### Written task
Copy exactly the lines from the one containing "the green dome" through the last line of the records, both included, and nothing more.

[Rows from a dataset]
----------------------------------------
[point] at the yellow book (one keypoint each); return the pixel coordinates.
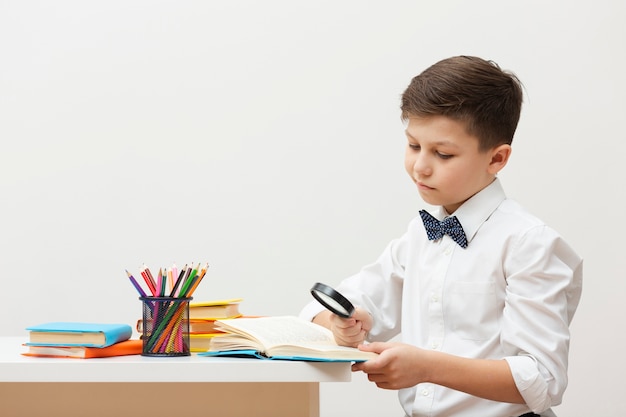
(213, 310)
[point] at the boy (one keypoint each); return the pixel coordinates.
(484, 299)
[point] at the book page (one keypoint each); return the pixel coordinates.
(272, 331)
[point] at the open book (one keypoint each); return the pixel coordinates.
(282, 337)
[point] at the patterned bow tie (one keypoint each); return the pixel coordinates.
(450, 226)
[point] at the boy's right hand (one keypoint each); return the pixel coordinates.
(348, 332)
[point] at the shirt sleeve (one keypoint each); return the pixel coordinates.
(377, 288)
(544, 282)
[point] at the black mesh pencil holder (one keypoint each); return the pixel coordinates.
(165, 326)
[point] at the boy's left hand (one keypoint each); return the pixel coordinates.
(398, 365)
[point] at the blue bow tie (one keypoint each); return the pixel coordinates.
(450, 226)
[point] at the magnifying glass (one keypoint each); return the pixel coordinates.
(332, 300)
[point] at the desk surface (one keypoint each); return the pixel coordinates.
(15, 367)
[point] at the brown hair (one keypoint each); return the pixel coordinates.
(471, 90)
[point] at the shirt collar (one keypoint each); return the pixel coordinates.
(475, 211)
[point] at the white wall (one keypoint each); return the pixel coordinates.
(264, 138)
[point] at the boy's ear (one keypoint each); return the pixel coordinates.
(499, 158)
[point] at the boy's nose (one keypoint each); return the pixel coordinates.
(421, 165)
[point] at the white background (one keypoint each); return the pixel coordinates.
(265, 138)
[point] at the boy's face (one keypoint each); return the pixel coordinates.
(444, 161)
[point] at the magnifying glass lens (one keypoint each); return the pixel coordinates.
(332, 300)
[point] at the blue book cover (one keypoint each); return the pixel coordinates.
(78, 334)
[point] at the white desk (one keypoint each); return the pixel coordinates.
(156, 387)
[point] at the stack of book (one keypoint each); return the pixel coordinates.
(81, 340)
(202, 317)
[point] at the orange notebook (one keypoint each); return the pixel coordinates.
(127, 347)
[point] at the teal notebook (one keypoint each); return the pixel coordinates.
(78, 334)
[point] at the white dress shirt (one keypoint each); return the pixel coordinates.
(510, 294)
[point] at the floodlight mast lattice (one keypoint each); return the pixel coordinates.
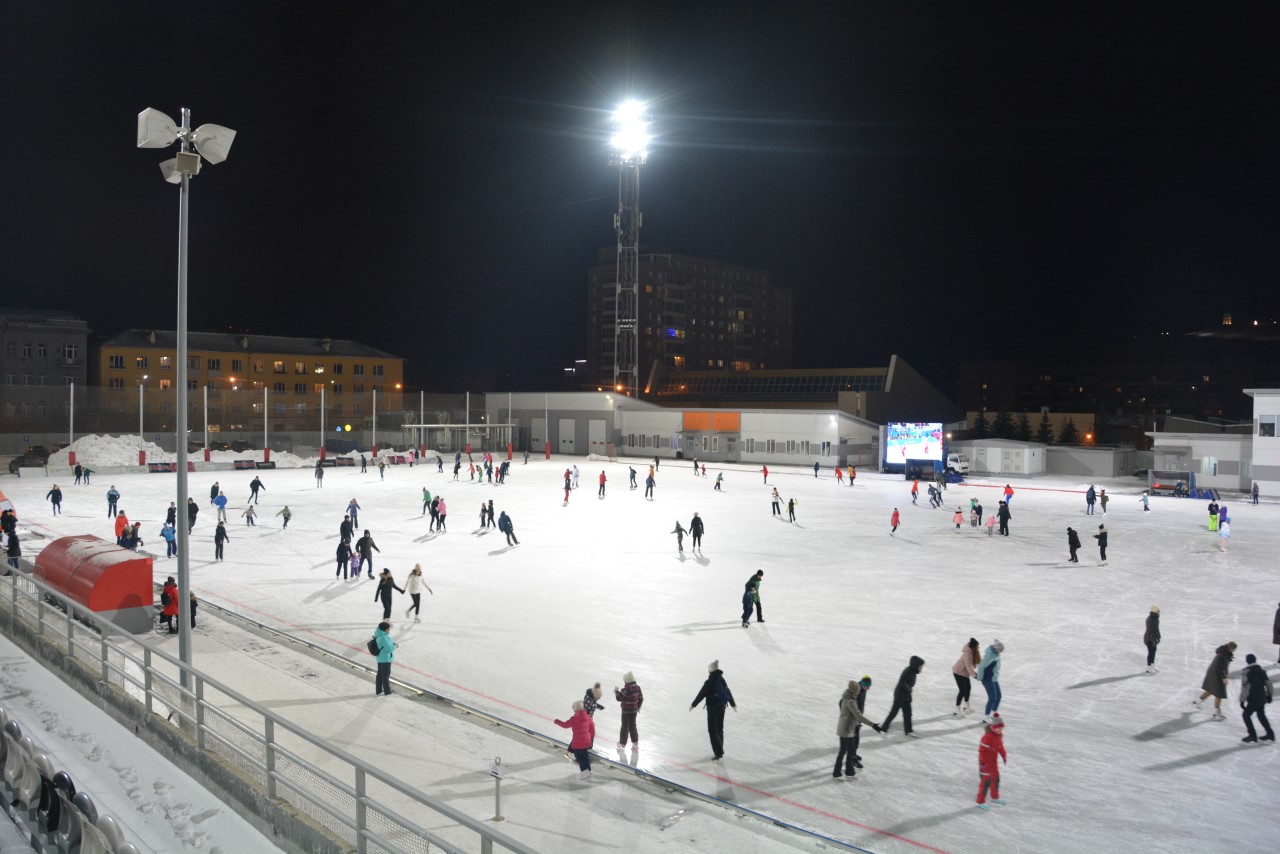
(213, 142)
(630, 150)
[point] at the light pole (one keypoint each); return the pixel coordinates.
(211, 142)
(142, 388)
(630, 146)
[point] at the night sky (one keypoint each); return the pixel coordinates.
(938, 181)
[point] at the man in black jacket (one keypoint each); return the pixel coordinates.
(717, 695)
(903, 695)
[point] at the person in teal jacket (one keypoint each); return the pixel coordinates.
(385, 656)
(988, 671)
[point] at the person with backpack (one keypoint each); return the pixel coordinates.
(1255, 695)
(630, 699)
(385, 584)
(717, 695)
(385, 645)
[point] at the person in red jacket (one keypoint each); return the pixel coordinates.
(584, 736)
(988, 770)
(169, 604)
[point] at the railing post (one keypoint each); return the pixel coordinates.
(270, 758)
(361, 844)
(200, 713)
(146, 677)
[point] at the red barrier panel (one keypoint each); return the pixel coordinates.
(103, 578)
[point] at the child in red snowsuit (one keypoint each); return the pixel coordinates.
(584, 736)
(988, 770)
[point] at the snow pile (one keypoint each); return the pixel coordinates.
(97, 451)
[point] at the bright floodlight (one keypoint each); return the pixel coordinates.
(214, 141)
(630, 138)
(155, 129)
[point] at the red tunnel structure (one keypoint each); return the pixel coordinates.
(101, 576)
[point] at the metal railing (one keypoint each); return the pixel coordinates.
(352, 800)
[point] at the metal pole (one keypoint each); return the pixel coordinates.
(181, 424)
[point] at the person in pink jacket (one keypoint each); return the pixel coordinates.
(965, 670)
(584, 736)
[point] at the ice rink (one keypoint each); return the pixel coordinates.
(1102, 757)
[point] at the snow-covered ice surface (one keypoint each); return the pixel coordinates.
(159, 807)
(1101, 756)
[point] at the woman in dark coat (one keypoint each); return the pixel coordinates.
(903, 695)
(1215, 679)
(1151, 636)
(1255, 695)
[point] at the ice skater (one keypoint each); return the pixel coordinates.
(1215, 679)
(1151, 638)
(414, 585)
(584, 736)
(1073, 544)
(846, 730)
(1255, 695)
(991, 747)
(630, 699)
(988, 672)
(964, 671)
(717, 695)
(903, 697)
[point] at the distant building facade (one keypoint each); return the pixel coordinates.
(41, 354)
(694, 314)
(236, 369)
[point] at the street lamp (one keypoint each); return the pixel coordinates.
(213, 142)
(630, 147)
(142, 388)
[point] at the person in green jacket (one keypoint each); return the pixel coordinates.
(385, 656)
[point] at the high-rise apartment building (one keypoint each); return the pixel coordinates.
(694, 314)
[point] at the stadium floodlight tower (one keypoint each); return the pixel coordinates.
(211, 142)
(630, 146)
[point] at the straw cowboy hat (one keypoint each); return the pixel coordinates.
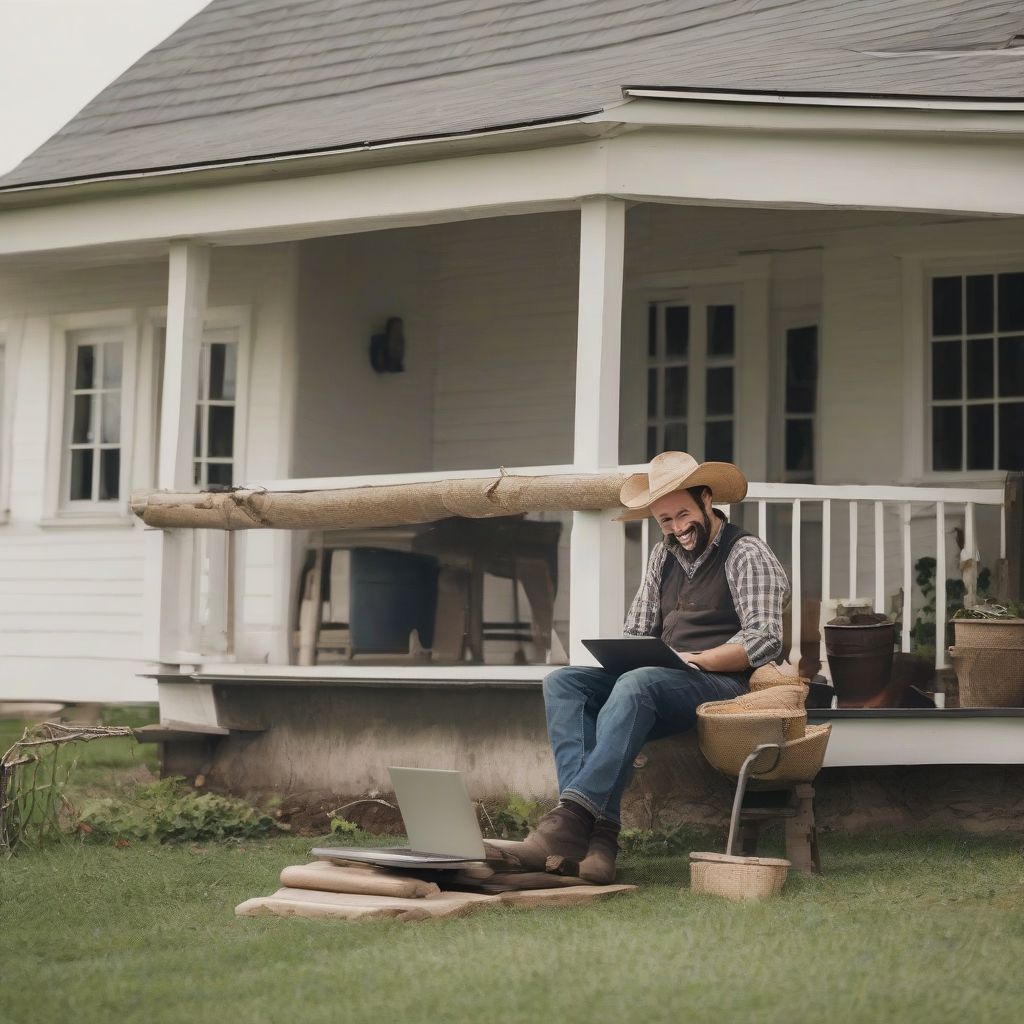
(675, 471)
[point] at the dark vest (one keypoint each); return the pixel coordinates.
(699, 613)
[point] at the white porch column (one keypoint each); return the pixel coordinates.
(168, 627)
(597, 545)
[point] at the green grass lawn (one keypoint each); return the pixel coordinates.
(900, 929)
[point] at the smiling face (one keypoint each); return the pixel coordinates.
(687, 519)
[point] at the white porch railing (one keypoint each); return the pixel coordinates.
(920, 517)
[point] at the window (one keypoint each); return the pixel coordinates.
(976, 372)
(92, 464)
(801, 402)
(691, 379)
(213, 455)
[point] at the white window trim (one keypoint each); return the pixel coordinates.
(919, 268)
(749, 279)
(55, 507)
(238, 317)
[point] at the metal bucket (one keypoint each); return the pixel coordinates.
(860, 658)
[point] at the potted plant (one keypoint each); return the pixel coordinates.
(988, 655)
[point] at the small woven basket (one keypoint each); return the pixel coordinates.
(1001, 634)
(989, 677)
(738, 879)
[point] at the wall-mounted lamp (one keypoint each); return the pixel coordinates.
(388, 349)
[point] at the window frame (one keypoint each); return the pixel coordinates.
(805, 316)
(7, 371)
(56, 506)
(216, 317)
(697, 361)
(919, 270)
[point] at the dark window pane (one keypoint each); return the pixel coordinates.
(113, 356)
(221, 430)
(1011, 368)
(721, 330)
(85, 367)
(218, 474)
(801, 369)
(947, 438)
(718, 441)
(799, 445)
(1012, 301)
(720, 391)
(980, 437)
(81, 428)
(81, 475)
(110, 428)
(946, 370)
(675, 437)
(1012, 435)
(980, 303)
(677, 331)
(676, 383)
(110, 474)
(946, 312)
(980, 369)
(222, 365)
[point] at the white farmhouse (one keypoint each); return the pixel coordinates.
(788, 235)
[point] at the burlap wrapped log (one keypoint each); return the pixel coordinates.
(388, 505)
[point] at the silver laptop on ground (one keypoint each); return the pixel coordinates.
(440, 822)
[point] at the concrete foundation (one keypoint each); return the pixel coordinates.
(325, 744)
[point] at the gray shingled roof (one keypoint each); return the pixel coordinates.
(251, 78)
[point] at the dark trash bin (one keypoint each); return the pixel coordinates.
(391, 593)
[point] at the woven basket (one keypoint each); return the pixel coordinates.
(737, 878)
(771, 675)
(989, 677)
(727, 733)
(773, 698)
(1003, 634)
(801, 759)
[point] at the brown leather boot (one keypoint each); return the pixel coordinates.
(598, 866)
(561, 833)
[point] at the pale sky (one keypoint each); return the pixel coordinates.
(56, 54)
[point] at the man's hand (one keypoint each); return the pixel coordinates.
(726, 657)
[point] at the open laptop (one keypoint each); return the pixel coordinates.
(627, 653)
(440, 822)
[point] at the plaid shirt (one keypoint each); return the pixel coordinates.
(757, 582)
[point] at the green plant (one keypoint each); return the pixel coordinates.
(342, 826)
(923, 631)
(169, 812)
(516, 816)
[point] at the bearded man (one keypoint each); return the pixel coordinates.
(712, 592)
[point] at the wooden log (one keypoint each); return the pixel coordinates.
(324, 876)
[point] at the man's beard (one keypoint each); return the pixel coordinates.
(701, 535)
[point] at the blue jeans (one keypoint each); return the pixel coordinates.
(597, 723)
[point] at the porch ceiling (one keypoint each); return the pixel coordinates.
(794, 165)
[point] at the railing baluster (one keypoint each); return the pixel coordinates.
(825, 582)
(940, 585)
(880, 557)
(907, 580)
(795, 600)
(645, 547)
(970, 553)
(853, 552)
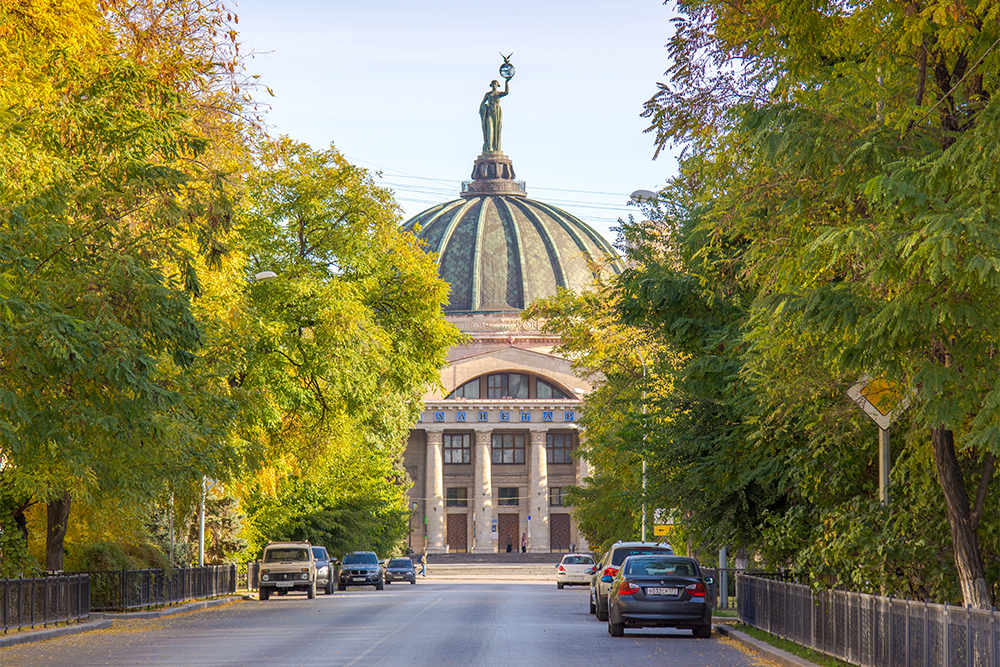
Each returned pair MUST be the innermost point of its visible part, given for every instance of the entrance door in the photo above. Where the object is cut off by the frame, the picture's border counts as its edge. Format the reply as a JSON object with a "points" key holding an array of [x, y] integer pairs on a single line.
{"points": [[458, 534], [559, 532], [508, 526]]}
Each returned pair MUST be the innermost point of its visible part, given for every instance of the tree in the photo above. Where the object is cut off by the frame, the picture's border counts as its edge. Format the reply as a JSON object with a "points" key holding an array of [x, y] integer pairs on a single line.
{"points": [[336, 352], [106, 213], [852, 150]]}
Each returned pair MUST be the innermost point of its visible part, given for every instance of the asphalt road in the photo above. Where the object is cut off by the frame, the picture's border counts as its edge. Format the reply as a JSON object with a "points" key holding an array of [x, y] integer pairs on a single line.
{"points": [[467, 623]]}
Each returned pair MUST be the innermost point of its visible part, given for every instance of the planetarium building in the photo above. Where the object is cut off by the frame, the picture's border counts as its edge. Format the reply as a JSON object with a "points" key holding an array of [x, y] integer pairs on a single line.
{"points": [[492, 454]]}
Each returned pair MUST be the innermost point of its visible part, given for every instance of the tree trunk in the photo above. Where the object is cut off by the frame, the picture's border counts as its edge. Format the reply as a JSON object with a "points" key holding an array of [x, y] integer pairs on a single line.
{"points": [[58, 519], [965, 542]]}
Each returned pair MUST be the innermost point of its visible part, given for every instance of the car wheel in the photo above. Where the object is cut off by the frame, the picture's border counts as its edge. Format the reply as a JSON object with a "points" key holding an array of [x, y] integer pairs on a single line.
{"points": [[602, 613]]}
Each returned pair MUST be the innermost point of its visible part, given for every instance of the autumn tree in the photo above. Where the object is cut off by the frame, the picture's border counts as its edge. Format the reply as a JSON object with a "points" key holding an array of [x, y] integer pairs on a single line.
{"points": [[851, 147]]}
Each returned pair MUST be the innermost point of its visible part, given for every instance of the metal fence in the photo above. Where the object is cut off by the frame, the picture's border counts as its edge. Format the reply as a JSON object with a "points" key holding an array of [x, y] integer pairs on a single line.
{"points": [[43, 600], [724, 588], [870, 630], [122, 590], [248, 576]]}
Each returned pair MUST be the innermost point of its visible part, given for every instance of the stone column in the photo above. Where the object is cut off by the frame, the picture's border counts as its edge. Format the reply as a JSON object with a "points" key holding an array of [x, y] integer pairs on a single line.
{"points": [[435, 493], [538, 495], [482, 491], [582, 472]]}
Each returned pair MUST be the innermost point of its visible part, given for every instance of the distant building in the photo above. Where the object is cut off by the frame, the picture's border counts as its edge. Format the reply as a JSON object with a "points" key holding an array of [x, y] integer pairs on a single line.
{"points": [[490, 459]]}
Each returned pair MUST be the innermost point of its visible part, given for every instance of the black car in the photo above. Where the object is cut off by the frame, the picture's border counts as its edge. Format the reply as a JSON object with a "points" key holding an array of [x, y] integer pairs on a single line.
{"points": [[658, 591], [610, 562], [400, 569], [360, 568]]}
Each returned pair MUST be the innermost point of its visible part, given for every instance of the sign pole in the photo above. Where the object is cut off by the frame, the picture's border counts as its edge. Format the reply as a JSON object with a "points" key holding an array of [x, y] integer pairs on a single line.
{"points": [[884, 463]]}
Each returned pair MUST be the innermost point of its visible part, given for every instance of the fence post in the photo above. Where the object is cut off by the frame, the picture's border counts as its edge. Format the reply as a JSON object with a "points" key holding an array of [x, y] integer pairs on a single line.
{"points": [[946, 634]]}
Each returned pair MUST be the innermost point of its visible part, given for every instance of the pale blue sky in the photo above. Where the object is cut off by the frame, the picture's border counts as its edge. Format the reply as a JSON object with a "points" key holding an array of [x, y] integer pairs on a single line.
{"points": [[396, 86]]}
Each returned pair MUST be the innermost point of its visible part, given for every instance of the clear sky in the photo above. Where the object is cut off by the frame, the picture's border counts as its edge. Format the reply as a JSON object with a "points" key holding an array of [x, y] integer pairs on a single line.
{"points": [[396, 86]]}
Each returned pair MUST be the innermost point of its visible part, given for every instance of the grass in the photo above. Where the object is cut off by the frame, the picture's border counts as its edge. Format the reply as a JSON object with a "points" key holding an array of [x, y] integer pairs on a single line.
{"points": [[791, 647]]}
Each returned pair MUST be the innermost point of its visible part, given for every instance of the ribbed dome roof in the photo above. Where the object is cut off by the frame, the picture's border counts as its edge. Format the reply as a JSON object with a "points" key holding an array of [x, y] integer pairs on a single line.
{"points": [[500, 252]]}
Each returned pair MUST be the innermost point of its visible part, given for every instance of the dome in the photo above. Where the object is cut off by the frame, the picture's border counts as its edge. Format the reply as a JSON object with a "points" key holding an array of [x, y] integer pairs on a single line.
{"points": [[500, 251]]}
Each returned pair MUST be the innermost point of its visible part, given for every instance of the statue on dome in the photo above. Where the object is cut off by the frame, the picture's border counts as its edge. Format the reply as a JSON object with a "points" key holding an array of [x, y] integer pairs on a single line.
{"points": [[489, 108]]}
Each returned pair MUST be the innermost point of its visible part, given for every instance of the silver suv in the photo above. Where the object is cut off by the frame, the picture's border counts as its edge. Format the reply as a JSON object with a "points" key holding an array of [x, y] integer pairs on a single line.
{"points": [[287, 566], [610, 562]]}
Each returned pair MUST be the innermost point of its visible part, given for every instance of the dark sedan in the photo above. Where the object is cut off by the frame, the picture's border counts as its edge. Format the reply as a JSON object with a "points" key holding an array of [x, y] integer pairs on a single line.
{"points": [[400, 569], [658, 592]]}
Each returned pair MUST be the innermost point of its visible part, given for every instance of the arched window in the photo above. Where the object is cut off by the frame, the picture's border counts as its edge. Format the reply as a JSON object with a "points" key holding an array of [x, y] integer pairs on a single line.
{"points": [[546, 390]]}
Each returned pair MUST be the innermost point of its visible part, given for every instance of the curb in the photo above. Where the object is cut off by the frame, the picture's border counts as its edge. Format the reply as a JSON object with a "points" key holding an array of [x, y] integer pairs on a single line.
{"points": [[180, 609], [103, 621], [766, 650], [52, 633]]}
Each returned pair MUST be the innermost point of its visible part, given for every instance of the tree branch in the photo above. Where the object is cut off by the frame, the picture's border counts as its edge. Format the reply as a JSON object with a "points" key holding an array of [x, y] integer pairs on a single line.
{"points": [[984, 484]]}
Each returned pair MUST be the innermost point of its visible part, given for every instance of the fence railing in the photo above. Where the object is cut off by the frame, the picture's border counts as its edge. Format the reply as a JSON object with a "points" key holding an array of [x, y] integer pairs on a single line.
{"points": [[248, 576], [870, 630], [43, 600], [122, 590], [724, 588]]}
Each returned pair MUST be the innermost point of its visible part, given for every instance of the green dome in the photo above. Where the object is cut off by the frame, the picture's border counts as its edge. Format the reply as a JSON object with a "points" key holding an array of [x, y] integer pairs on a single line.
{"points": [[502, 251]]}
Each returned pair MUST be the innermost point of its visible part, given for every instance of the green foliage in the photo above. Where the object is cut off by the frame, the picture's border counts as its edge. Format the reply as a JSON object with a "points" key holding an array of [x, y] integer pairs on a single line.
{"points": [[101, 556]]}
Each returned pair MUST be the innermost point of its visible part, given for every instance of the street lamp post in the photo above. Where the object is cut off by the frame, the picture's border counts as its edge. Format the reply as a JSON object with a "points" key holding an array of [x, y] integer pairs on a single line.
{"points": [[413, 508]]}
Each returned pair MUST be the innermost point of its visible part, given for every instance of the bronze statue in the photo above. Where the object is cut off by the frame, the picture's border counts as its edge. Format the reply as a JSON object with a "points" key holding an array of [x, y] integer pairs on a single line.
{"points": [[491, 115]]}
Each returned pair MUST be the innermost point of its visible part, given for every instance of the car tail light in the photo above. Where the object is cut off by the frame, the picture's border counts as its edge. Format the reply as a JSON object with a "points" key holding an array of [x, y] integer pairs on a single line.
{"points": [[696, 590], [627, 588]]}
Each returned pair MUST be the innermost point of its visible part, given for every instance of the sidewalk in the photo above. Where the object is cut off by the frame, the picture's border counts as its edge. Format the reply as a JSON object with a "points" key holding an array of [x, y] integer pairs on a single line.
{"points": [[767, 651], [102, 621]]}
----------------------------------------
### Written response
Each returned pair MUST be the innermost point of its visible part, given for every instance of the green dome in the photo above. Where the object is cut off by the frame, the picture's border counts as its edge. Format the reply as a JSON object with a "points" key holding an array of [x, y] integer pairs on a single line.
{"points": [[502, 251]]}
Each returned pair MUST be the innermost point of its visible part, given for every instance of the green foliage in the photo above. Where the object is cut off by the frame, the picture's border counts as its edge. Format the reply as a JSON object with a "points" key holding an array of [x, y] integer pairs on a single line.
{"points": [[101, 556]]}
Each returned pair MUST be the innermost point of its visible part, given for every instance of the street lamp post in the photo above. Where the object is cut off by the frame, the picture's border counts as its edge. Format the reply as a JSON object with a "points" key holding an array of [x, y] integer pairs on a single line.
{"points": [[413, 508]]}
Each returned pair MUST be the innermost point of its visible part, given for every instance of the bronze statue in the photo above. Where the object is cut off by the frame, the picture's border counts as its edge. Format the reply as a JSON object with a "points" key holding an array of [x, y] integer pairs on a single line.
{"points": [[491, 115]]}
Each returned pair MUST be the innermost point of its visible part, given for every instance of the car tail light in the photo above. Where the object is cut off by the frame, the picture's border counts as its edge. Format the reply as a JSON object with a "points" key holding an array of [x, y] integer pairs on a single line.
{"points": [[696, 590], [627, 588]]}
Each returned pair MUST be the innermost point of its visible part, given for every instance of the sidewalk in the photo above. Where the object is cut off by the frame, the picture's border counts as its edge. Format the reply as a JSON object with a "points" key holding an array of [x, y] integer pairs on a single line.
{"points": [[767, 651], [102, 621]]}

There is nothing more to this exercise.